■ ABOUT THIS TASK:
Word for word, transcribe every line below.

##### EXERCISE INPUTS

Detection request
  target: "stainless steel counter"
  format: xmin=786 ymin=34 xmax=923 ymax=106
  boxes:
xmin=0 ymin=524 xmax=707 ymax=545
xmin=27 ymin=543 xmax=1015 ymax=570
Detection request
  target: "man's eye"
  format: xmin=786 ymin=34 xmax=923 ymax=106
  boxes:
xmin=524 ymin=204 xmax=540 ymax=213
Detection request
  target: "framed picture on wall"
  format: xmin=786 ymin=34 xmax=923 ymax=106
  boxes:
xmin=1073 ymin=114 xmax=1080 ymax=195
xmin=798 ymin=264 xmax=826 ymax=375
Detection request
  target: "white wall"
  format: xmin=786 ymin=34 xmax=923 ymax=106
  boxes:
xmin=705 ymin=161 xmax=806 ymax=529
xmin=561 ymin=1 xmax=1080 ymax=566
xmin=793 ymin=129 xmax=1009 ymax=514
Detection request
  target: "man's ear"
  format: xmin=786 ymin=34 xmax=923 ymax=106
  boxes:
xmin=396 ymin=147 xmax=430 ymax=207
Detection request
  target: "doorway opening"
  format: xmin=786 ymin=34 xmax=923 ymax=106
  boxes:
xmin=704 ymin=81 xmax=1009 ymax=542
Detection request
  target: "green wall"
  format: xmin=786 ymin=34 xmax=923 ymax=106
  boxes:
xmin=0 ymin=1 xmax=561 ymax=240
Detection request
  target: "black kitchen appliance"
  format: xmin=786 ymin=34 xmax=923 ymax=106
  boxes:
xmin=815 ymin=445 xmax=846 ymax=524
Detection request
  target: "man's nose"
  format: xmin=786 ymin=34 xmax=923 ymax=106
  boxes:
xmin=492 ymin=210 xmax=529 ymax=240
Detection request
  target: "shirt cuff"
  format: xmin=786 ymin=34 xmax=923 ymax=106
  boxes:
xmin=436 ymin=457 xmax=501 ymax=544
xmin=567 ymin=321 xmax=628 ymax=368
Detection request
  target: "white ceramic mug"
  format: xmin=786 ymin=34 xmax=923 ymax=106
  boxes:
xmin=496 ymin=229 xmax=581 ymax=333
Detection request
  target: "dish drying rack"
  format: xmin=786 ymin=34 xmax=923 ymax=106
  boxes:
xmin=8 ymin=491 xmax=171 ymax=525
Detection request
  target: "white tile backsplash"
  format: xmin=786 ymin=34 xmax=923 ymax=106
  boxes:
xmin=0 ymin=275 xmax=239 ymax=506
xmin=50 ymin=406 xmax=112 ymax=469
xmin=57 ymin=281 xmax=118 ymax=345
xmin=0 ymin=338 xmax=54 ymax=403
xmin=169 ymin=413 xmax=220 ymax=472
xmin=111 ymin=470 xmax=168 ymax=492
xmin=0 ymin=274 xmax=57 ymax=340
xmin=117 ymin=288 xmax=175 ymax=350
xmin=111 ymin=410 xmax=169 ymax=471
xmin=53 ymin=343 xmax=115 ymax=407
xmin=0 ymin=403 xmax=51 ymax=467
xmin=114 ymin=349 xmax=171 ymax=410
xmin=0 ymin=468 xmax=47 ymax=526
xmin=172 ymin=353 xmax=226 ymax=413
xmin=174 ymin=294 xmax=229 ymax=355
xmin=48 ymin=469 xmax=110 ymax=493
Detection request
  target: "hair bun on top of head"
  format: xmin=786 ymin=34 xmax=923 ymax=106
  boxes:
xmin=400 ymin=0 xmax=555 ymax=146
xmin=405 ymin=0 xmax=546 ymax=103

##########

■ REPLY:
Detection request
  target: "stainless steel counter"
  format: xmin=786 ymin=34 xmax=923 ymax=106
  boxes:
xmin=0 ymin=524 xmax=707 ymax=545
xmin=27 ymin=543 xmax=1015 ymax=570
Detection request
  target: "man's eye"
  format: xmin=786 ymin=34 xmax=923 ymax=106
  boxes:
xmin=524 ymin=204 xmax=540 ymax=213
Detection request
  target: "framed picture on wall"
  format: xmin=786 ymin=34 xmax=923 ymax=106
  boxes:
xmin=1073 ymin=114 xmax=1080 ymax=195
xmin=798 ymin=264 xmax=826 ymax=375
Detection request
  target: "white wall"
  format: xmin=786 ymin=34 xmax=923 ymax=106
  boxes:
xmin=705 ymin=161 xmax=806 ymax=529
xmin=561 ymin=1 xmax=1080 ymax=566
xmin=793 ymin=129 xmax=1009 ymax=514
Detection request
  target: "man's ear"
  format: xmin=786 ymin=34 xmax=923 ymax=106
  boxes:
xmin=396 ymin=147 xmax=430 ymax=207
Detection request
  target: "doorway opening"
  format: xmin=786 ymin=34 xmax=923 ymax=106
  boxes:
xmin=704 ymin=81 xmax=1009 ymax=542
Detection request
  target: "green wall"
  format: xmin=786 ymin=34 xmax=923 ymax=106
  boxes:
xmin=0 ymin=1 xmax=561 ymax=240
Detection request
  target: "black kitchen appliance"
  format: xmin=786 ymin=34 xmax=923 ymax=106
  boxes:
xmin=815 ymin=445 xmax=846 ymax=524
Detection request
  target: "man's nose"
  format: xmin=786 ymin=34 xmax=923 ymax=106
  boxes:
xmin=492 ymin=210 xmax=529 ymax=240
Detection request
  target: "shirt cuff"
  format: xmin=786 ymin=34 xmax=923 ymax=106
  boxes:
xmin=436 ymin=457 xmax=501 ymax=544
xmin=567 ymin=321 xmax=628 ymax=368
Detection request
  target: "white ceramic mug"
  format: xmin=786 ymin=34 xmax=923 ymax=106
  boxes:
xmin=496 ymin=229 xmax=581 ymax=333
Detection request
  target: "dish drying rack"
  format: xmin=786 ymin=34 xmax=923 ymax=106
  boxes:
xmin=8 ymin=491 xmax=171 ymax=525
Detection request
  target: "white tile backsplash"
  format: xmin=786 ymin=34 xmax=923 ymax=106
  boxes:
xmin=0 ymin=275 xmax=239 ymax=506
xmin=50 ymin=406 xmax=112 ymax=469
xmin=57 ymin=281 xmax=118 ymax=345
xmin=0 ymin=338 xmax=54 ymax=403
xmin=169 ymin=413 xmax=220 ymax=472
xmin=111 ymin=470 xmax=168 ymax=492
xmin=0 ymin=274 xmax=57 ymax=340
xmin=117 ymin=288 xmax=175 ymax=350
xmin=111 ymin=410 xmax=169 ymax=471
xmin=53 ymin=343 xmax=115 ymax=407
xmin=0 ymin=403 xmax=51 ymax=467
xmin=114 ymin=349 xmax=171 ymax=410
xmin=0 ymin=468 xmax=47 ymax=526
xmin=172 ymin=353 xmax=226 ymax=413
xmin=174 ymin=294 xmax=229 ymax=355
xmin=48 ymin=469 xmax=110 ymax=493
Detection request
  target: "hair bun on top of head"
  format: xmin=786 ymin=34 xmax=923 ymax=106
  boxes:
xmin=400 ymin=0 xmax=555 ymax=146
xmin=405 ymin=0 xmax=546 ymax=103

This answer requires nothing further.